- **Text**:
On Monday morning, I woke up to a dreadful string of messages. My eyes sunk inward and my chest sagged. I normally drive to work in silence. But this time, the silence seemed cascading, more fierce, more silent. I don't have the vocabulary of Aaron Everingham to do justice to the frustration of losing the creative genius of Aaron Everingham — Danielle's "And the poetry" works though. In the days of echoing silence, I found myself humming lyrics from someone else (Gileah Taylor),

You feel everything’s real between the lines
And so you write 
Go
Follow the muse
I’ll catch up with you

I knew Aaron Everingham almost exclusively through social media. We were angsty alcohol drinkers who spent time writing things people will eventually ignore or forget. Aaron the waxing poet. Me the blunted theologian. Our friendship extended to private discussions of ecumenical Christianity, family, and doubt. And on more than one occasion, Torrey Gazette offered Aaron a conduit to express those thoughts. Worried that his post might upset readers, Aaron called me and we talked for a couple hours. I listened and tried to be encouraging. I wanted Aaron to write. I wasn't much interested in trying to answer his every question. And so he wrote. Aaron is possibly the best writer to grace Torrey Gazette. He certainly has been the most elegant.

- **Stated exercise 1**:
In the entries below, copy word for word the part that opens with the line containing "Locate the earthstar" and closes with the line containing "x=113 y=108", including both of those lines.

- **Extracted information**:
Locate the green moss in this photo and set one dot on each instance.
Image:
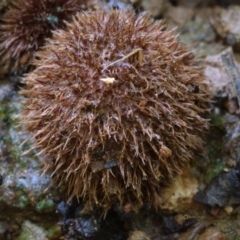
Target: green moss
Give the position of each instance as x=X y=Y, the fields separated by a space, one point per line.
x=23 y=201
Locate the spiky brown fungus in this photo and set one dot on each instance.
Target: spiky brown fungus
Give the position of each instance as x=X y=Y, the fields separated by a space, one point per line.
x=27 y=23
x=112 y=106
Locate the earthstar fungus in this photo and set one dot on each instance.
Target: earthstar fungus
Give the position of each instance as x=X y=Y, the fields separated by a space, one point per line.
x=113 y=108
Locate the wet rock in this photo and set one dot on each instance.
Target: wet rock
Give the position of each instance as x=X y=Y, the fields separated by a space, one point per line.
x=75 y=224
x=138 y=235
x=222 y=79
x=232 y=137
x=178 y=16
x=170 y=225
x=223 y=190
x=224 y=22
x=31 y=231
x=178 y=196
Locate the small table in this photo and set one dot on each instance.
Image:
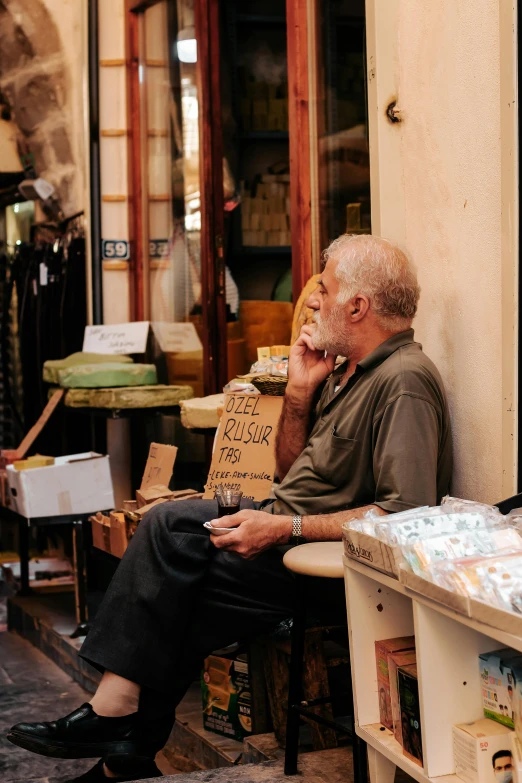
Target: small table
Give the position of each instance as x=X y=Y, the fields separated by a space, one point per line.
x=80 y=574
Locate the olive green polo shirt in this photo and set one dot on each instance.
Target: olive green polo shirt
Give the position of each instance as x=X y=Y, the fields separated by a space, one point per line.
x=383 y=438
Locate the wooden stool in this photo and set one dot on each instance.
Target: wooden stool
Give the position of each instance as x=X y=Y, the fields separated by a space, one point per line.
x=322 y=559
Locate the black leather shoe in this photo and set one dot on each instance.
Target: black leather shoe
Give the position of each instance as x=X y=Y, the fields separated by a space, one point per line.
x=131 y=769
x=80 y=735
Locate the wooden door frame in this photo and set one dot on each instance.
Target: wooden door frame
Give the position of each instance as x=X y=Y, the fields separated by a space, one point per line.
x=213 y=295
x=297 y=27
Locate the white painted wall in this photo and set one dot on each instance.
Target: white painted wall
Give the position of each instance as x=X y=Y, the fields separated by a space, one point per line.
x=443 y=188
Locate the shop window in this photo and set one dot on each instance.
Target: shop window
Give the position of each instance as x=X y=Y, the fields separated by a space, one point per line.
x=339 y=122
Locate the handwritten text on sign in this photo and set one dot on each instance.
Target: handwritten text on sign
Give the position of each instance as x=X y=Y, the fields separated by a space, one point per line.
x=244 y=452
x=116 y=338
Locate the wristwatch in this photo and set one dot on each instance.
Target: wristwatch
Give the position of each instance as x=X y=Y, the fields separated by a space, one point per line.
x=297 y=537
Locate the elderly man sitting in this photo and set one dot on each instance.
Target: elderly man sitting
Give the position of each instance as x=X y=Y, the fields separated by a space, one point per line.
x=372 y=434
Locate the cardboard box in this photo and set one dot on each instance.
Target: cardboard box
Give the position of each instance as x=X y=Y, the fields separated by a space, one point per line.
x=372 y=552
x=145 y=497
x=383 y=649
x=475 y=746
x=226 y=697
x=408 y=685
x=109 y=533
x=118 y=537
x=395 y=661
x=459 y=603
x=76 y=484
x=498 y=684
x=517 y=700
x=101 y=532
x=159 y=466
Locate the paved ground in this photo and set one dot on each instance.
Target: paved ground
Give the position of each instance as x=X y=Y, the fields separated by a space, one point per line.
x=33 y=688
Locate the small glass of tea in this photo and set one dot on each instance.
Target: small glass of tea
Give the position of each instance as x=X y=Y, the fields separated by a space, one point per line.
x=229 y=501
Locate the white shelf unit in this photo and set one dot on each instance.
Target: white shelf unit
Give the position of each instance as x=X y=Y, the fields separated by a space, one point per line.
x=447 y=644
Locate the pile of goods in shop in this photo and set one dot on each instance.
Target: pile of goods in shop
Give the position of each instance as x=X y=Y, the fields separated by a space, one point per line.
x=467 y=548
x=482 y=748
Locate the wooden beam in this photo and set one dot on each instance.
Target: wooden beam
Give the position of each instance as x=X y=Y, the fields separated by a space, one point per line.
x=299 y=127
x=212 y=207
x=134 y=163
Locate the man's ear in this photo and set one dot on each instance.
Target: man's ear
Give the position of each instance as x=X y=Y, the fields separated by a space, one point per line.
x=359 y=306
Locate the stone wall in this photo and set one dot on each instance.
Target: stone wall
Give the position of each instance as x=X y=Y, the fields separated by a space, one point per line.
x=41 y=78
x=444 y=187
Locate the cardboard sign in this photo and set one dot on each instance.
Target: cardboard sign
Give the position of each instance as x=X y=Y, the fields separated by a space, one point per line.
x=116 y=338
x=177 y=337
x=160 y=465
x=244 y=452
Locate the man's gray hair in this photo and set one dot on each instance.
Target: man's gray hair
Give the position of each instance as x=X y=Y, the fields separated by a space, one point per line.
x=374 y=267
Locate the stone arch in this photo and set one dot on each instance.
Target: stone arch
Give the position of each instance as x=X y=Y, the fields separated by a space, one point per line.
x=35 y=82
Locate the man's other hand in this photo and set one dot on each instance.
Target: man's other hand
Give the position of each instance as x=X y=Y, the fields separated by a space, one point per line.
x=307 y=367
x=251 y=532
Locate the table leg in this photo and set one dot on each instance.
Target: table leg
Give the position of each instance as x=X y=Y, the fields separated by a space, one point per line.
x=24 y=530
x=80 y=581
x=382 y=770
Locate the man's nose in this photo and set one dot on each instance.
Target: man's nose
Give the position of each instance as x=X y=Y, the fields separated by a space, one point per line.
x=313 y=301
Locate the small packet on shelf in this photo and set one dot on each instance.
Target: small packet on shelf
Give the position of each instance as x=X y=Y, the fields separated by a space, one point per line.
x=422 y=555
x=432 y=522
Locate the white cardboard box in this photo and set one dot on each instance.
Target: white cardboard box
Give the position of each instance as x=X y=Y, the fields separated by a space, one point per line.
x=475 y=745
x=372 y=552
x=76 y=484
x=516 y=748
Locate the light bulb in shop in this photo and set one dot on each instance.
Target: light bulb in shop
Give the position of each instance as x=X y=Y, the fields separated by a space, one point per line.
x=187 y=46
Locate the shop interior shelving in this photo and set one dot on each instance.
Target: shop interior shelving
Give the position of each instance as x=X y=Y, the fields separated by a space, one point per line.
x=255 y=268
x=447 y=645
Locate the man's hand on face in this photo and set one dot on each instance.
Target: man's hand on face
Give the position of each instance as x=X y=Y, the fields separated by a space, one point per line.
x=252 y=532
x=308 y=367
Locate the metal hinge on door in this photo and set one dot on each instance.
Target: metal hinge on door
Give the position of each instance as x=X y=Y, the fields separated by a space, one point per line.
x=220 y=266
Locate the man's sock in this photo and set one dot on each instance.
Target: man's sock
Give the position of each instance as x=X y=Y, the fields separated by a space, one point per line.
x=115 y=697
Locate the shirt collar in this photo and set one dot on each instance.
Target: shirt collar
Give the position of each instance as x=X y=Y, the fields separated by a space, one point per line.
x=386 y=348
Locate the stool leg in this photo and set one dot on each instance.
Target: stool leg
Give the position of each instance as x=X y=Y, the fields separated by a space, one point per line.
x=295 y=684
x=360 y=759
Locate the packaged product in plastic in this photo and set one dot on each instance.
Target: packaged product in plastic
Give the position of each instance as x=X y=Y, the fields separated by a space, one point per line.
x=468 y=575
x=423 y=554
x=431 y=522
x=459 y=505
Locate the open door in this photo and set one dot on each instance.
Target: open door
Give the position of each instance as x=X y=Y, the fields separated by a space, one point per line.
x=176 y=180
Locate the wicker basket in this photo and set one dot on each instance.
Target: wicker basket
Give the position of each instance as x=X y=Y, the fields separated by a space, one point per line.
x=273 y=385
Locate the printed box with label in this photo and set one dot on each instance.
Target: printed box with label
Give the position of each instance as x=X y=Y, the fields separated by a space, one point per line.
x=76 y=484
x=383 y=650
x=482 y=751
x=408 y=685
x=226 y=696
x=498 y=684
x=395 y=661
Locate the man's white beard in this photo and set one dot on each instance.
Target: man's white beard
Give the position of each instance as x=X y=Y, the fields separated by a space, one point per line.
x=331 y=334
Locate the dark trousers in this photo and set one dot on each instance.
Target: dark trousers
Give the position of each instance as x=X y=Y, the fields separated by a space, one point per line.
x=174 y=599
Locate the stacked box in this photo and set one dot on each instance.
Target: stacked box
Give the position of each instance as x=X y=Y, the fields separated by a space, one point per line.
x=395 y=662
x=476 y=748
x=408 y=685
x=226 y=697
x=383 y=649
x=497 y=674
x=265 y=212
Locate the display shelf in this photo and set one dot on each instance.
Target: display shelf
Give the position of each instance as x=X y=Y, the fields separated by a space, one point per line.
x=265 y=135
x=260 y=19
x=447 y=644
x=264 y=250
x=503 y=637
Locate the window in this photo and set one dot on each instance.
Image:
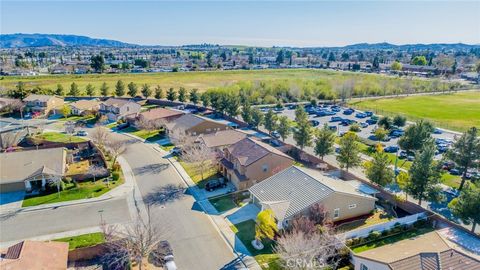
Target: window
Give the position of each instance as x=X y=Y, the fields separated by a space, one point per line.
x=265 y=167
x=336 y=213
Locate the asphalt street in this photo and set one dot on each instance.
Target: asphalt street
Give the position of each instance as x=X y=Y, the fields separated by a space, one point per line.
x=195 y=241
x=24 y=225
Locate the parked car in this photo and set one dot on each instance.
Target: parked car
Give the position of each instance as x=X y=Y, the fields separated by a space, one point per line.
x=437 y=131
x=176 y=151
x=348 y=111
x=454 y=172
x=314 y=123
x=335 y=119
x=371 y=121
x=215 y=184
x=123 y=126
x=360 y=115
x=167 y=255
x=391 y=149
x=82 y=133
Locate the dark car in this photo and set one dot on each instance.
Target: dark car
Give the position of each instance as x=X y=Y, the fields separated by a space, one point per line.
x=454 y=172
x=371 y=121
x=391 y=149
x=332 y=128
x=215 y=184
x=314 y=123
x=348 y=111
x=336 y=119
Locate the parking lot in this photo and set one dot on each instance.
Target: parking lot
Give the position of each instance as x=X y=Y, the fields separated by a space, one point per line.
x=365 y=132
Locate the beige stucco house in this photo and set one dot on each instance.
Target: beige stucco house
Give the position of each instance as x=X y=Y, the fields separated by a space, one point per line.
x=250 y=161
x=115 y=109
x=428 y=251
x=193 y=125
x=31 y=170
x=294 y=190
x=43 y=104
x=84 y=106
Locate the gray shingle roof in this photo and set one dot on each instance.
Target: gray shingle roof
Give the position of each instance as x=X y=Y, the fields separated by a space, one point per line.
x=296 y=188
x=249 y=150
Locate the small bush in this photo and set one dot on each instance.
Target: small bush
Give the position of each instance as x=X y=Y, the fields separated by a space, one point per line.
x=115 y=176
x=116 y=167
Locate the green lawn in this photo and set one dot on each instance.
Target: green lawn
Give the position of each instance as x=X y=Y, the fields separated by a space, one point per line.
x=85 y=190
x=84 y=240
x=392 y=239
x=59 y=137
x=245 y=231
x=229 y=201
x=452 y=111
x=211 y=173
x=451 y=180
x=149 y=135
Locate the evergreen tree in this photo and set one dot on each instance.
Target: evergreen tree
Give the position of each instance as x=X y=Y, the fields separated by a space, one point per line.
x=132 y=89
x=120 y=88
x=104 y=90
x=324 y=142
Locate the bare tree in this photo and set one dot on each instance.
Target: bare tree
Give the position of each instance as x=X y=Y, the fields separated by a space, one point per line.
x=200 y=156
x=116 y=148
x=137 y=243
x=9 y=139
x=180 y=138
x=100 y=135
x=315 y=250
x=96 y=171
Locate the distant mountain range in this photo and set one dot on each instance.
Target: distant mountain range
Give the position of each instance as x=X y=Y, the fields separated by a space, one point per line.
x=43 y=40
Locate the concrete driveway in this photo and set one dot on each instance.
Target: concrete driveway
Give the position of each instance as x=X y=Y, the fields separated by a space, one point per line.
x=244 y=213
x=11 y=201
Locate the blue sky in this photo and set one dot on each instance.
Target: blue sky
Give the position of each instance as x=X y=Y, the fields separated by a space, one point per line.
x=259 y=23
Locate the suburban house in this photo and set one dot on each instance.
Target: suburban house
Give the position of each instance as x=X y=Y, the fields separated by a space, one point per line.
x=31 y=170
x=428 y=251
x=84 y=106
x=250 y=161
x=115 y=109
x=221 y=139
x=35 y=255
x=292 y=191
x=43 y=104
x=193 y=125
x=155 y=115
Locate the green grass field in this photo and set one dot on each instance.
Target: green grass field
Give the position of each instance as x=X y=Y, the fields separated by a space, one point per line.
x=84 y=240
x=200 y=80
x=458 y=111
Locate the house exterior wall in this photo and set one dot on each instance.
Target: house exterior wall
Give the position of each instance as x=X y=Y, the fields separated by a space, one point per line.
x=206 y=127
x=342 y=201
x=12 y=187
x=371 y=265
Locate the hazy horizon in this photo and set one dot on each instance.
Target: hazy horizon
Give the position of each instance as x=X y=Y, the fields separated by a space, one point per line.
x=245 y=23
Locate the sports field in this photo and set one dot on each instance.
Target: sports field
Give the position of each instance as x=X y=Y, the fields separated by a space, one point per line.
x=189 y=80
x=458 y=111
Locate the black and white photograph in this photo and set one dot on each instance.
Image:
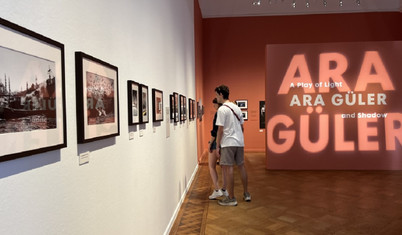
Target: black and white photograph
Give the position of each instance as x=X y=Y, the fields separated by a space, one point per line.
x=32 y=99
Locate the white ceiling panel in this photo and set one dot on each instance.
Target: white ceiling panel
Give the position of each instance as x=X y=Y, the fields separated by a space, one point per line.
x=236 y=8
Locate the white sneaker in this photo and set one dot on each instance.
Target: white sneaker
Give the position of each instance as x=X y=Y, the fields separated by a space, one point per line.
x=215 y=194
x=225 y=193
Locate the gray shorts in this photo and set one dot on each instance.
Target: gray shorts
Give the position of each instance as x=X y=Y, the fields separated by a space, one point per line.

- **Stated exercise 2**:
Carry on the tribute to Aaron Everingham above from the point where it stops.

- **Final answer 1**:
Locate the earthstar fungus in this photo and set one dot on each instance.
Target: earthstar fungus
Give the position of each instance as x=X y=Y, the fields separated by a space, one point per line.
x=113 y=108

- **Final answer 2**:
During the time I knew him, Aaron's relationship with the church and theology was tenuous at best. I could never pretend that Aaron ticked the box reading "theologically conservative." Aaron's theology contained doubts. Perhaps even angry denials. But he was at his best when he allowed himself to wrestle with God. This public wrestling caused people to drift away from him — I recall one specific instance when a student from WTS California called him a heretic merely for affirming old earth creationism. Like the Patriarch Jacob, Aaron was left alone to wrestle with His God. Almost everything Aaron wrote have the marks of this wrestling. When you read Aaron on doctrine, church, and the Scriptures you could hear him asking like Jacob, “Please tell me Your name” (Gen 32:29).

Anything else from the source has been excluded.